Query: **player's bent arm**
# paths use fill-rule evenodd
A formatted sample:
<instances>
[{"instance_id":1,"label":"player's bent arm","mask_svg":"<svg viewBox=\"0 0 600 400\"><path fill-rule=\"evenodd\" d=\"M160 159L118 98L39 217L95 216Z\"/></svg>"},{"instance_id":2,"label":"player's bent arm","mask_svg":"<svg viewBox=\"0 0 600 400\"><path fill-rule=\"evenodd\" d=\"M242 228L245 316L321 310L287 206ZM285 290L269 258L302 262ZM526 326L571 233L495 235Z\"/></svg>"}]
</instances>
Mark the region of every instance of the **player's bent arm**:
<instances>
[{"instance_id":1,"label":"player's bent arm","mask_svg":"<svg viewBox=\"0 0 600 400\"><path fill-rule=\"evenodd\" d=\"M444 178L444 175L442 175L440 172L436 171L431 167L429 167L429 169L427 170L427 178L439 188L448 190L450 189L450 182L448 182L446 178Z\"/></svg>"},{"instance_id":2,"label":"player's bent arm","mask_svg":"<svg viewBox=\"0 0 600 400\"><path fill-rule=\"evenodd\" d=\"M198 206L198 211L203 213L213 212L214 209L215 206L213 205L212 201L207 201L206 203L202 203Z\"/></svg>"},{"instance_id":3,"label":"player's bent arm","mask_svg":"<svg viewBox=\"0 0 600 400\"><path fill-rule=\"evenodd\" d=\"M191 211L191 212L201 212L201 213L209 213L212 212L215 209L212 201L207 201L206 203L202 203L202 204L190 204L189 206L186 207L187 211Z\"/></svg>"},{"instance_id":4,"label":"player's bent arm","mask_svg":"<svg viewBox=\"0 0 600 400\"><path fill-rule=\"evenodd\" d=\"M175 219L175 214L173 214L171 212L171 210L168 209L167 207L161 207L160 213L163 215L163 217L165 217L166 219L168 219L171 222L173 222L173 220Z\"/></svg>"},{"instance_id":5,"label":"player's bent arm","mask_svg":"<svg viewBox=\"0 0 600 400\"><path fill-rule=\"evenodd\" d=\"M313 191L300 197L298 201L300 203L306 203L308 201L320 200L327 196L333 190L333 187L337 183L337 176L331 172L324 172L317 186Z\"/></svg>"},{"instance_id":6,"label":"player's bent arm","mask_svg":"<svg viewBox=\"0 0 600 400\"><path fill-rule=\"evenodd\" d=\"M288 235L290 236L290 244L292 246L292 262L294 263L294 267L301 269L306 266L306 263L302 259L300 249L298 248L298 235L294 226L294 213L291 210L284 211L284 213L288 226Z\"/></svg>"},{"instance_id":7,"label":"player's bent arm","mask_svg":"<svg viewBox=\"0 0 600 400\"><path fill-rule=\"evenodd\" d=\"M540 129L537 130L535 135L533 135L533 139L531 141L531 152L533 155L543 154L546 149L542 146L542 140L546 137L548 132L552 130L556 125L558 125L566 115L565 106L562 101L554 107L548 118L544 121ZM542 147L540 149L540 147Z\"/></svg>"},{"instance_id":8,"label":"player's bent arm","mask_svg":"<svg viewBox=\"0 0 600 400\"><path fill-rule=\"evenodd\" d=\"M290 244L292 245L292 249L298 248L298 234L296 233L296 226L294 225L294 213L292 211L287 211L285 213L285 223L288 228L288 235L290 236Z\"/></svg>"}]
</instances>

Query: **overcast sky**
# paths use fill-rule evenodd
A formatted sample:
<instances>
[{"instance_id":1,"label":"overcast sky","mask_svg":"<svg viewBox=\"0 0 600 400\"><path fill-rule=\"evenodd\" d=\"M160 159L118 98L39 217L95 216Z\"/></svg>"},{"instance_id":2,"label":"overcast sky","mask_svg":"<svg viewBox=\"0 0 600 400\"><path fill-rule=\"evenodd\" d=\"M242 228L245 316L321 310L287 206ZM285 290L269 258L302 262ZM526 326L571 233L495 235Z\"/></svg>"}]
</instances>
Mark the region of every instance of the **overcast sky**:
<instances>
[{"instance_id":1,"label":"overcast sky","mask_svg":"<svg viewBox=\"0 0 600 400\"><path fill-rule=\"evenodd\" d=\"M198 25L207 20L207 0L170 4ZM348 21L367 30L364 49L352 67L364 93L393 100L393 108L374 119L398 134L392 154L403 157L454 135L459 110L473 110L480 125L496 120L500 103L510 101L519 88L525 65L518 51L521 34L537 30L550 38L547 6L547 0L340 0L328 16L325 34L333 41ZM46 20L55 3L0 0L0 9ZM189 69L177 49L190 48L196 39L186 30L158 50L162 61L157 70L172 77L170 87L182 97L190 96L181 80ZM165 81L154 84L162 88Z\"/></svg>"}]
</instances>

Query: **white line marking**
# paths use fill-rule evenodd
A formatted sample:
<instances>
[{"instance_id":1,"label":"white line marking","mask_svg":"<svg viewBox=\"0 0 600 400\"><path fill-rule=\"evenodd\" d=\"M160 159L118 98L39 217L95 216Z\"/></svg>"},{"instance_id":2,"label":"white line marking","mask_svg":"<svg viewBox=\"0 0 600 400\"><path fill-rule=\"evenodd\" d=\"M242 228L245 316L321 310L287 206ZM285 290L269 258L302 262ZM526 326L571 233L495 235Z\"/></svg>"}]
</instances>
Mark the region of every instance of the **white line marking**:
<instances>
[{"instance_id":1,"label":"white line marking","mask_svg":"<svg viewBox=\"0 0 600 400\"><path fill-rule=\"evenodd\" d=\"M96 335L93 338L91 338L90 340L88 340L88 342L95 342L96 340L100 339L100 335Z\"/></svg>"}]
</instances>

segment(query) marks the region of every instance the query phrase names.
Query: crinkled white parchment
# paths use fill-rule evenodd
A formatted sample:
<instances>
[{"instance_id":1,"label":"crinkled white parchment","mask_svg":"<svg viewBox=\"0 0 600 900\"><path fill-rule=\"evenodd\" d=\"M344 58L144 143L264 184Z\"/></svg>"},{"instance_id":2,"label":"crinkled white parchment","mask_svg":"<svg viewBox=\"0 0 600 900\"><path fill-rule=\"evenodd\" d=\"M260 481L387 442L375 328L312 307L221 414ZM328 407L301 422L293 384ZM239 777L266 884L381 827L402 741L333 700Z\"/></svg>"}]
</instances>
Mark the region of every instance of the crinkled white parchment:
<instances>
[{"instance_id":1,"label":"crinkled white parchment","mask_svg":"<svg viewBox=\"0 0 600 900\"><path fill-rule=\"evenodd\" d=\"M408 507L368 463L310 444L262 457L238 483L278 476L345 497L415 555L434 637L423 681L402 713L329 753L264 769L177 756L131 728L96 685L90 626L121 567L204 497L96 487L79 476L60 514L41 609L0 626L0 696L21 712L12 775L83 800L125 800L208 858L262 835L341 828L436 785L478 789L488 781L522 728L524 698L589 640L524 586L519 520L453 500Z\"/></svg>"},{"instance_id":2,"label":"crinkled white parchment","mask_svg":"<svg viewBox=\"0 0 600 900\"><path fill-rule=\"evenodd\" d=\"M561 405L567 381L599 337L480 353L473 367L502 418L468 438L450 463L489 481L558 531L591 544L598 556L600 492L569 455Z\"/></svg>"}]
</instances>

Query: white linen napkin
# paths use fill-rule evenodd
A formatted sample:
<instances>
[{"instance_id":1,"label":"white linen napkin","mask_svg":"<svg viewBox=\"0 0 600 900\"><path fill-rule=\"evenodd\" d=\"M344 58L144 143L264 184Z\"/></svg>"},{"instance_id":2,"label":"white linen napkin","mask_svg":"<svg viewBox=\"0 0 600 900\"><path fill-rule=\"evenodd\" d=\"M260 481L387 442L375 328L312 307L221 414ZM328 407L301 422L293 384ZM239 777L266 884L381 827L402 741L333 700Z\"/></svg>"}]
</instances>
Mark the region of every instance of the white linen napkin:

#### [ABOUT THIS TASK]
Your answer must be the full listing above, printed exactly as it stands.

#### [EXERCISE RESULT]
Query: **player's bent arm**
# paths use fill-rule evenodd
A formatted sample:
<instances>
[{"instance_id":1,"label":"player's bent arm","mask_svg":"<svg viewBox=\"0 0 600 400\"><path fill-rule=\"evenodd\" d=\"M160 159L118 98L39 217L95 216Z\"/></svg>"},{"instance_id":2,"label":"player's bent arm","mask_svg":"<svg viewBox=\"0 0 600 400\"><path fill-rule=\"evenodd\" d=\"M242 228L245 316L321 310L287 206ZM285 290L269 258L302 262ZM526 326L571 233L495 235Z\"/></svg>"}]
</instances>
Mark the region of every instance of the **player's bent arm**:
<instances>
[{"instance_id":1,"label":"player's bent arm","mask_svg":"<svg viewBox=\"0 0 600 400\"><path fill-rule=\"evenodd\" d=\"M444 178L444 175L442 175L440 172L436 171L431 167L429 167L429 169L427 170L427 178L439 188L448 190L450 189L450 182L448 182L446 178Z\"/></svg>"},{"instance_id":2,"label":"player's bent arm","mask_svg":"<svg viewBox=\"0 0 600 400\"><path fill-rule=\"evenodd\" d=\"M198 206L198 211L203 213L213 212L214 209L215 206L213 205L212 201L207 201L206 203L202 203Z\"/></svg>"},{"instance_id":3,"label":"player's bent arm","mask_svg":"<svg viewBox=\"0 0 600 400\"><path fill-rule=\"evenodd\" d=\"M191 211L191 212L201 212L201 213L209 213L212 212L215 209L212 201L207 201L206 203L202 203L202 204L190 204L189 206L186 207L187 211Z\"/></svg>"},{"instance_id":4,"label":"player's bent arm","mask_svg":"<svg viewBox=\"0 0 600 400\"><path fill-rule=\"evenodd\" d=\"M175 219L175 214L173 214L171 212L171 210L168 209L167 207L161 207L160 213L163 215L163 217L165 217L166 219L168 219L171 222L173 222L173 220Z\"/></svg>"},{"instance_id":5,"label":"player's bent arm","mask_svg":"<svg viewBox=\"0 0 600 400\"><path fill-rule=\"evenodd\" d=\"M313 191L300 197L298 201L300 203L306 203L308 201L320 200L327 196L333 190L333 187L337 183L337 176L331 172L324 172L317 186Z\"/></svg>"},{"instance_id":6,"label":"player's bent arm","mask_svg":"<svg viewBox=\"0 0 600 400\"><path fill-rule=\"evenodd\" d=\"M288 235L290 236L290 244L292 246L292 262L294 263L294 267L301 269L306 266L306 263L302 259L300 249L298 248L298 235L294 226L294 213L291 210L284 211L284 213L288 226Z\"/></svg>"},{"instance_id":7,"label":"player's bent arm","mask_svg":"<svg viewBox=\"0 0 600 400\"><path fill-rule=\"evenodd\" d=\"M540 129L537 130L535 135L533 135L533 139L531 141L531 152L533 155L543 154L546 149L542 146L542 140L546 137L548 132L552 130L556 125L558 125L566 115L565 106L562 101L554 107L548 118L544 121ZM542 147L540 149L540 147Z\"/></svg>"},{"instance_id":8,"label":"player's bent arm","mask_svg":"<svg viewBox=\"0 0 600 400\"><path fill-rule=\"evenodd\" d=\"M290 244L292 245L292 249L298 248L298 234L296 233L296 226L294 225L294 213L292 211L287 211L285 213L285 223L288 228L288 235L290 236Z\"/></svg>"}]
</instances>

Query: **overcast sky**
# paths use fill-rule evenodd
A formatted sample:
<instances>
[{"instance_id":1,"label":"overcast sky","mask_svg":"<svg viewBox=\"0 0 600 400\"><path fill-rule=\"evenodd\" d=\"M160 159L118 98L39 217L95 216Z\"/></svg>"},{"instance_id":2,"label":"overcast sky","mask_svg":"<svg viewBox=\"0 0 600 400\"><path fill-rule=\"evenodd\" d=\"M242 228L245 316L321 310L287 206ZM285 290L269 258L302 262ZM526 326L571 233L495 235Z\"/></svg>"}]
</instances>
Mark the region of every instance of the **overcast sky**:
<instances>
[{"instance_id":1,"label":"overcast sky","mask_svg":"<svg viewBox=\"0 0 600 400\"><path fill-rule=\"evenodd\" d=\"M198 25L207 20L207 0L170 4ZM348 21L367 30L364 49L352 67L364 93L393 100L393 108L374 119L398 134L392 154L403 157L454 135L459 110L473 110L480 125L496 120L500 103L510 101L519 88L525 65L518 51L521 34L537 30L550 38L547 6L547 0L340 0L328 16L325 34L333 41ZM46 20L55 3L0 0L0 9ZM189 69L177 49L190 48L196 39L186 30L158 50L162 61L157 70L172 77L170 87L182 97L190 96L181 80ZM165 81L154 84L162 88Z\"/></svg>"}]
</instances>

Query: **white line marking**
# paths use fill-rule evenodd
A formatted sample:
<instances>
[{"instance_id":1,"label":"white line marking","mask_svg":"<svg viewBox=\"0 0 600 400\"><path fill-rule=\"evenodd\" d=\"M160 159L118 98L39 217L95 216Z\"/></svg>"},{"instance_id":2,"label":"white line marking","mask_svg":"<svg viewBox=\"0 0 600 400\"><path fill-rule=\"evenodd\" d=\"M242 228L245 316L321 310L287 206ZM285 290L269 258L302 262ZM526 326L571 233L495 235Z\"/></svg>"}]
</instances>
Mark the region of every instance of the **white line marking**:
<instances>
[{"instance_id":1,"label":"white line marking","mask_svg":"<svg viewBox=\"0 0 600 400\"><path fill-rule=\"evenodd\" d=\"M96 335L93 338L91 338L90 340L88 340L88 342L95 342L96 340L100 339L100 335Z\"/></svg>"}]
</instances>

segment(query) marks the region of every instance the query phrase names.
Query: crinkled white parchment
# paths use fill-rule evenodd
A formatted sample:
<instances>
[{"instance_id":1,"label":"crinkled white parchment","mask_svg":"<svg viewBox=\"0 0 600 900\"><path fill-rule=\"evenodd\" d=\"M344 58L144 143L264 184Z\"/></svg>"},{"instance_id":2,"label":"crinkled white parchment","mask_svg":"<svg viewBox=\"0 0 600 900\"><path fill-rule=\"evenodd\" d=\"M260 481L387 442L375 328L312 307L221 414ZM328 407L301 422L293 384ZM239 777L266 884L381 827L402 741L333 700Z\"/></svg>"}]
</instances>
Mark the region of every instance of the crinkled white parchment:
<instances>
[{"instance_id":1,"label":"crinkled white parchment","mask_svg":"<svg viewBox=\"0 0 600 900\"><path fill-rule=\"evenodd\" d=\"M408 507L368 463L310 444L262 457L238 483L278 476L345 497L415 555L434 637L423 681L402 713L329 753L264 769L177 756L131 728L96 685L90 626L121 567L204 497L96 487L79 476L60 514L41 609L0 626L0 696L21 712L12 775L83 800L125 800L208 858L262 835L341 828L436 785L478 789L488 781L522 728L524 698L589 640L524 586L519 520L453 500Z\"/></svg>"},{"instance_id":2,"label":"crinkled white parchment","mask_svg":"<svg viewBox=\"0 0 600 900\"><path fill-rule=\"evenodd\" d=\"M561 405L567 381L599 337L480 353L473 367L502 418L468 438L450 463L489 481L558 531L591 544L598 556L600 492L569 455Z\"/></svg>"}]
</instances>

Query: white linen napkin
# paths use fill-rule evenodd
A formatted sample:
<instances>
[{"instance_id":1,"label":"white linen napkin","mask_svg":"<svg viewBox=\"0 0 600 900\"><path fill-rule=\"evenodd\" d=\"M344 58L144 143L264 184Z\"/></svg>"},{"instance_id":2,"label":"white linen napkin","mask_svg":"<svg viewBox=\"0 0 600 900\"><path fill-rule=\"evenodd\" d=\"M260 481L387 442L375 328L312 307L221 414ZM328 407L301 422L293 384ZM239 777L266 884L381 827L402 741L333 700Z\"/></svg>"}]
</instances>
Mark the region of every instance of the white linen napkin:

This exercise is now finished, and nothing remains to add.